Prompt - Can you reproduce every line of the data below word for word, leaving out the pictures?

Extracted information -
----------------

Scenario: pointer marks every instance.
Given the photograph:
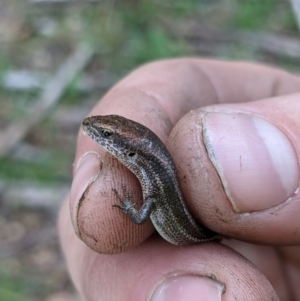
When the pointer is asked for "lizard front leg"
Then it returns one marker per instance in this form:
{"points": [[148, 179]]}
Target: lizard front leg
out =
{"points": [[128, 207]]}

----------------

Finished exercise -
Scenario: pointer marks every instance.
Given the photograph:
When the pointer is asked for "lizard front leg"
Then it returns one marker per instance in this form:
{"points": [[148, 179]]}
Target: lizard front leg
out =
{"points": [[128, 207]]}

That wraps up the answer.